| Given task |
Rescale the records on the lines between the one holding "Target: <item>white stone monument</item>" and the one holding "[[[25,102],[25,117],[24,121],[27,120],[27,101]]]", inclusive, by multiplying every pixel coordinate in the answers by 0.75 and rounding to whole numbers, with halves rounded up. Give back only those lines, with the rest of the wording unchanged and the pictures left out.

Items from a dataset
<<<<

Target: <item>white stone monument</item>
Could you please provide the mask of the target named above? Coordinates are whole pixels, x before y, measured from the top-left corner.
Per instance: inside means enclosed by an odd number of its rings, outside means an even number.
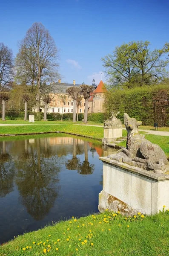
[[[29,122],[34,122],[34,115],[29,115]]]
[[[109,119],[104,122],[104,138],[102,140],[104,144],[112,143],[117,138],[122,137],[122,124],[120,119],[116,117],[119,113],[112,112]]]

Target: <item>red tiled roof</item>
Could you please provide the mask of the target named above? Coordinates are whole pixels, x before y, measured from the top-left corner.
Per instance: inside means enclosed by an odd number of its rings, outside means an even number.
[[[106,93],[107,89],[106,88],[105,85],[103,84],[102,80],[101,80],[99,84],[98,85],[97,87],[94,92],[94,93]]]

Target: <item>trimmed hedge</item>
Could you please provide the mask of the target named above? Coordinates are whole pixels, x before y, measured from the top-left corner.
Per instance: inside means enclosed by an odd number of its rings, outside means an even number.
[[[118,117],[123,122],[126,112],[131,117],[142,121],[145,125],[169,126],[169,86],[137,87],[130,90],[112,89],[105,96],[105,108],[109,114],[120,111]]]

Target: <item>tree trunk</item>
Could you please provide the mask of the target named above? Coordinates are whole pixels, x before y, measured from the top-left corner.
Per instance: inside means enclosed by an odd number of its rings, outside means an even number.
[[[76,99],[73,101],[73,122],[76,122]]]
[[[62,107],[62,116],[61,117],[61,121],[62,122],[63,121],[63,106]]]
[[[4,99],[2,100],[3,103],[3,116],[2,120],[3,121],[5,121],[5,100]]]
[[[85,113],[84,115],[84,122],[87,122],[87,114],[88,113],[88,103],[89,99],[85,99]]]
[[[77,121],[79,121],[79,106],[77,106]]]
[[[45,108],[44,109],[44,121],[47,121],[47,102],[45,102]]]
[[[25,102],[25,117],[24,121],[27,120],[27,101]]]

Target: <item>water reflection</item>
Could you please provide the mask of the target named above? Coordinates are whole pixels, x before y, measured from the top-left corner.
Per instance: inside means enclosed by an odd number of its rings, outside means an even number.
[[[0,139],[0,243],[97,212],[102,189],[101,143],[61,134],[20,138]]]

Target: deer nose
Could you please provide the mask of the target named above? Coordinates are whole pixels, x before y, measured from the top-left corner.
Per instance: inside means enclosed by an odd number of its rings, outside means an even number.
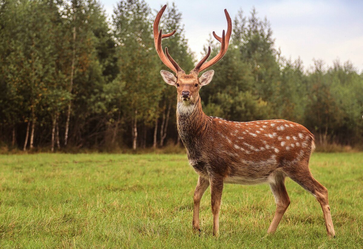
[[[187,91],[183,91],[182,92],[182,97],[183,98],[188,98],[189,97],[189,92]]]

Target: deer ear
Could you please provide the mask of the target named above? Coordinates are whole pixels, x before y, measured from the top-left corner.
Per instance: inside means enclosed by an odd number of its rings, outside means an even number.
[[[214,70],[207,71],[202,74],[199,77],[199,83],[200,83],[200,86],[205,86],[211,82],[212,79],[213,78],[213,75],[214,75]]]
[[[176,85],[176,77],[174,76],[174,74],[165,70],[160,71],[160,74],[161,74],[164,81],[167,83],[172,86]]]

>>>>
<<<<

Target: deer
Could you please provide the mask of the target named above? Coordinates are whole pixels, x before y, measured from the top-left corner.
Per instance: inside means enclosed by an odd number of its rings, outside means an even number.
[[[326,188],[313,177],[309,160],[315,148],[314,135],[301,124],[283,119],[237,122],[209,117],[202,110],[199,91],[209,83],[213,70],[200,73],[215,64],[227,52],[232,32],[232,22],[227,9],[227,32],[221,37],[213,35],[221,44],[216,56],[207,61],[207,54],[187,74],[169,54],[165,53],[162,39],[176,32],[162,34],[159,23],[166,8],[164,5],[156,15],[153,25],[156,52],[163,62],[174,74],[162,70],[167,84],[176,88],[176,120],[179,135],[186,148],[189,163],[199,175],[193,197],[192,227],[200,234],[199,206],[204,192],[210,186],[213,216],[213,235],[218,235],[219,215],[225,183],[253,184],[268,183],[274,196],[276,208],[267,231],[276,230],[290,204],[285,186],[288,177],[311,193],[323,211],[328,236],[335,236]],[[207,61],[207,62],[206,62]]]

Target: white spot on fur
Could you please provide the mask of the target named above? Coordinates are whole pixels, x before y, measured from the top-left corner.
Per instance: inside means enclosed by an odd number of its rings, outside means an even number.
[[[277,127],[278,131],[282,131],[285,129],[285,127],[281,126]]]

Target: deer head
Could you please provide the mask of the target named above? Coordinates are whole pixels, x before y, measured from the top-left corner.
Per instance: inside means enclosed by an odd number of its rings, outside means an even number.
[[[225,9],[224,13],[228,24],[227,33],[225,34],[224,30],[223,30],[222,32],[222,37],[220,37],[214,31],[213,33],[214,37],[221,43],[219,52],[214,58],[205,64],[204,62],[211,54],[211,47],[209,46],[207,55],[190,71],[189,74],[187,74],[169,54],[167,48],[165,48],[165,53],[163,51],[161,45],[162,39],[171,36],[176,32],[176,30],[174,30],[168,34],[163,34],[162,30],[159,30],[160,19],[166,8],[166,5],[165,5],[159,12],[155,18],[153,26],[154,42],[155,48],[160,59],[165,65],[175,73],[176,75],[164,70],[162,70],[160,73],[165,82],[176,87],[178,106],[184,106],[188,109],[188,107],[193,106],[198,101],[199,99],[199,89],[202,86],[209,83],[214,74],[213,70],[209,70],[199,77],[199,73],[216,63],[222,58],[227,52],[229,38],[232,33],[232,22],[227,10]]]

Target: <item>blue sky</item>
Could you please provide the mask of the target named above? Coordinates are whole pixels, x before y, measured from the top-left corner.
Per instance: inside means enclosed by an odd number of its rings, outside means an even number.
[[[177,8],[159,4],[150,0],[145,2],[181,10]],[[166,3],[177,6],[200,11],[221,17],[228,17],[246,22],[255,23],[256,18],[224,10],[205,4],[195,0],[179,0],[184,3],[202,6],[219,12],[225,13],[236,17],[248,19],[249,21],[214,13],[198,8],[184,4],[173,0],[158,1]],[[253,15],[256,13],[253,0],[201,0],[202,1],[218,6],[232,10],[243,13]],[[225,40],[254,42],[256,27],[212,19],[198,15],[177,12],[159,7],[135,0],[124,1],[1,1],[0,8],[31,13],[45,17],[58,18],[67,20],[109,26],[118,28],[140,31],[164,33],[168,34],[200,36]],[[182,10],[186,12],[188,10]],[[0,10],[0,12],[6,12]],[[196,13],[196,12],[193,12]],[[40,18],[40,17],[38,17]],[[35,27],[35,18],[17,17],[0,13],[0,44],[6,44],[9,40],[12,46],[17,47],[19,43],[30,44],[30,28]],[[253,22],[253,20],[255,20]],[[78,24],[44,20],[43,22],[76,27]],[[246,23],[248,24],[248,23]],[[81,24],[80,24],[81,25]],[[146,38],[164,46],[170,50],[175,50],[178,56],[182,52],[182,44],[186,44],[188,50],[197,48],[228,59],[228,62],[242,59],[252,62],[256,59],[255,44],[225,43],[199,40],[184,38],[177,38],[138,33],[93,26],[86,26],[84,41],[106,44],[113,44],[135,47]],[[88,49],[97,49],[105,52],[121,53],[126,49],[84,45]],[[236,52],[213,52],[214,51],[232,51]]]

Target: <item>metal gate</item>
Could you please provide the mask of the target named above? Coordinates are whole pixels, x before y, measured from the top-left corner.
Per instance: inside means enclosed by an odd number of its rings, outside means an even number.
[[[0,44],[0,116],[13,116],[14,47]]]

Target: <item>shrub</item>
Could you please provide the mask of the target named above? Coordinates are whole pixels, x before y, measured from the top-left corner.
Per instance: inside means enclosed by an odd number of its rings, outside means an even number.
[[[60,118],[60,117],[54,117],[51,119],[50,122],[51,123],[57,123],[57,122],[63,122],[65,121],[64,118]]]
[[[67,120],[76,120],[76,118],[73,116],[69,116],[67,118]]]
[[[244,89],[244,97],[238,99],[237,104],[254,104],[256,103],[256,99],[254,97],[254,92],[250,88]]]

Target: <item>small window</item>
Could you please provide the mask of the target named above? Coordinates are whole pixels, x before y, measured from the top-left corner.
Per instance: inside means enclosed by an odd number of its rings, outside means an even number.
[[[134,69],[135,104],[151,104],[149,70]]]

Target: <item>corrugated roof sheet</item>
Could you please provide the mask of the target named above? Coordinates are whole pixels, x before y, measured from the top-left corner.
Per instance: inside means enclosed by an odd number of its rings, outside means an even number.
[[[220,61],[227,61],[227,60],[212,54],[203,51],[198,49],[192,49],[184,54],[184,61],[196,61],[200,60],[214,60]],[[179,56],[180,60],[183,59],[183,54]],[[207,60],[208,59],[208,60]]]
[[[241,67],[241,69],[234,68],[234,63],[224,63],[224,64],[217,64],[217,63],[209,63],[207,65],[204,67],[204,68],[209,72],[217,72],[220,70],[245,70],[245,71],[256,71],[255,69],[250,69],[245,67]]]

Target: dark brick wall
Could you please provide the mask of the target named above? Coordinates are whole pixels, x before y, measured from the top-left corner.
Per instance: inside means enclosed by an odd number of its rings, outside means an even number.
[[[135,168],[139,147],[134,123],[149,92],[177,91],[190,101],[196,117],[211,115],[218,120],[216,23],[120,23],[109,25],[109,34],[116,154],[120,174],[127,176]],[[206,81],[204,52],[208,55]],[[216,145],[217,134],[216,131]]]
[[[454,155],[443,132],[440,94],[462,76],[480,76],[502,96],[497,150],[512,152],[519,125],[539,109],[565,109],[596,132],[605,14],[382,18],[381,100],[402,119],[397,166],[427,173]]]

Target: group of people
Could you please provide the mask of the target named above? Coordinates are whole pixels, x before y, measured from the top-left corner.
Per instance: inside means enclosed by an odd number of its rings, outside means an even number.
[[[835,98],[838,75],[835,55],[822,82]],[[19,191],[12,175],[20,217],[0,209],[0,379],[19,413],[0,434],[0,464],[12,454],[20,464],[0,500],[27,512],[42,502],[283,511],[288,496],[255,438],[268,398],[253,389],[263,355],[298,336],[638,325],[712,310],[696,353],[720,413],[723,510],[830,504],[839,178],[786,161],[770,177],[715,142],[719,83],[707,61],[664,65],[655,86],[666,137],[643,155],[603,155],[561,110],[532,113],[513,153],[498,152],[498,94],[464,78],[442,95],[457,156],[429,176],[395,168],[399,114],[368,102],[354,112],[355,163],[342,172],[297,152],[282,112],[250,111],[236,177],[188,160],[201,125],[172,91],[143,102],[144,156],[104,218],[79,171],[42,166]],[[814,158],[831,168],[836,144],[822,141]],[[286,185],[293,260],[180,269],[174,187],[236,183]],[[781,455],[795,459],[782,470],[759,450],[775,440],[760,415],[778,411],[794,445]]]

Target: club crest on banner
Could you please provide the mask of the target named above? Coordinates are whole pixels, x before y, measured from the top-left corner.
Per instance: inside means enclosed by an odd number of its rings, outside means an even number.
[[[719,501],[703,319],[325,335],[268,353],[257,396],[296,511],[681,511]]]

>>>>
<<<<

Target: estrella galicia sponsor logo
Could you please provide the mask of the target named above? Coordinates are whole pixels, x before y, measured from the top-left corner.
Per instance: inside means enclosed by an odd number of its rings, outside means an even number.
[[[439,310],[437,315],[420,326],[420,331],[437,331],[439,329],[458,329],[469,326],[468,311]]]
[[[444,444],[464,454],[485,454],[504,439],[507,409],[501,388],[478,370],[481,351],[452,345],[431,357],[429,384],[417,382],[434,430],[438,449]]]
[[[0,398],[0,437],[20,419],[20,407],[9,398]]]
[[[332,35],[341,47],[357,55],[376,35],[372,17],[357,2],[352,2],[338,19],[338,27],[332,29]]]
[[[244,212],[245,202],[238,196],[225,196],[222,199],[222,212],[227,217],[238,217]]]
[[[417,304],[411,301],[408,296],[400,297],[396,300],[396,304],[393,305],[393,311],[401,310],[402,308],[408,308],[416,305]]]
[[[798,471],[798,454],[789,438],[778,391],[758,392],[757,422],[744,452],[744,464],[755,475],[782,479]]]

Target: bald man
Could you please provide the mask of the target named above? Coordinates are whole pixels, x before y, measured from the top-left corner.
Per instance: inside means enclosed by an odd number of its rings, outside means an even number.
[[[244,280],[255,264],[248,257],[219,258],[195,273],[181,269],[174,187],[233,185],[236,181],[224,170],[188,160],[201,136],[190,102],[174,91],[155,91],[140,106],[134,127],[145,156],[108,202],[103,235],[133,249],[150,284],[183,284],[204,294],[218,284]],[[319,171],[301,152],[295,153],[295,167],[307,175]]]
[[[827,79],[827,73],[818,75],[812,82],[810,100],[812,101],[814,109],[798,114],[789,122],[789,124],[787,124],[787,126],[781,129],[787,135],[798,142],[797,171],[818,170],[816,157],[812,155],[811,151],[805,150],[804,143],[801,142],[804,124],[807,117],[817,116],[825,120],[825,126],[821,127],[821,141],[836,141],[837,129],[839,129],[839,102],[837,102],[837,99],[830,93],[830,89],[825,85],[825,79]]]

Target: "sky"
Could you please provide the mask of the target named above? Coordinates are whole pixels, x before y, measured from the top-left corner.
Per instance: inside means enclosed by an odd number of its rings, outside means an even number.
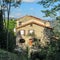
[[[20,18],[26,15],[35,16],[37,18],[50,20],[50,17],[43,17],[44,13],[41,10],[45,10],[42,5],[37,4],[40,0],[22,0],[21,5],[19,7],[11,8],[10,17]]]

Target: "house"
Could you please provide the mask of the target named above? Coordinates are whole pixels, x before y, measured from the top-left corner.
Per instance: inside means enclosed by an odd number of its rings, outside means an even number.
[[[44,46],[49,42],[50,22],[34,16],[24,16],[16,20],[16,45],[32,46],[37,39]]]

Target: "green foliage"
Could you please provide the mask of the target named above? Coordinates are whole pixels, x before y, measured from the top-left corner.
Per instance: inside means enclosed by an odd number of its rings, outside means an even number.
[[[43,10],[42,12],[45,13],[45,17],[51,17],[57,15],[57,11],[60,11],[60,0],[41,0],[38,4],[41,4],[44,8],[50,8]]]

>>>>

| Written solution |
Target: <item>white stone monument</item>
Could you please provide the mask of the target named above? Coordinates are whole pixels, x before y, measured from the top-left corner.
Per instance: inside means enclosed by an odd number of its rings, outside means an even number.
[[[22,92],[26,92],[26,86],[22,86]]]
[[[82,89],[78,92],[78,104],[77,105],[78,108],[84,107],[88,104],[92,103],[92,93],[90,89],[87,88],[89,85],[84,84]]]

Target: <item>red tiled roof</item>
Could you please provide the mask of the target named above? Coordinates are whole pixels, x before y, measured from the top-left corner.
Per instance: inside means enclosed by an odd number of its rings, outside means an even number.
[[[80,70],[80,67],[80,66],[79,64],[77,63],[77,60],[76,60],[74,63],[74,64],[73,65],[71,69],[71,70]]]

Target: <item>trimmed hedge</item>
Could you please provide the mask of the target named above? Coordinates are whole pixels, x before y, measured from the top-left corner.
Per instance: inside means enclosed by an odd number of its rings, outside means an even number.
[[[89,88],[92,92],[95,84],[98,88],[107,91],[109,94],[127,95],[127,65],[103,65],[98,68],[84,67],[79,72],[79,81],[82,86],[90,83]]]

Target: <item>tree trunk</item>
Could you please provide the mask of the target named above? Coordinates are whole pixels, x before y, measured from the top-left corner.
Per instance: inside means enclosed by an odd number of its rings, outside means an even number.
[[[57,74],[55,76],[55,92],[57,92]]]
[[[47,80],[47,87],[46,88],[46,91],[47,92],[47,91],[47,80]]]
[[[3,74],[2,75],[2,77],[2,87],[2,90],[2,91],[4,91],[4,75]]]
[[[64,85],[63,86],[63,92],[65,92],[65,86],[66,85],[66,77],[67,74],[64,74]]]
[[[58,91],[59,91],[59,80],[58,80]]]
[[[34,81],[33,82],[33,91],[35,91],[35,77],[34,77]]]
[[[19,77],[19,88],[18,91],[20,90],[20,76]]]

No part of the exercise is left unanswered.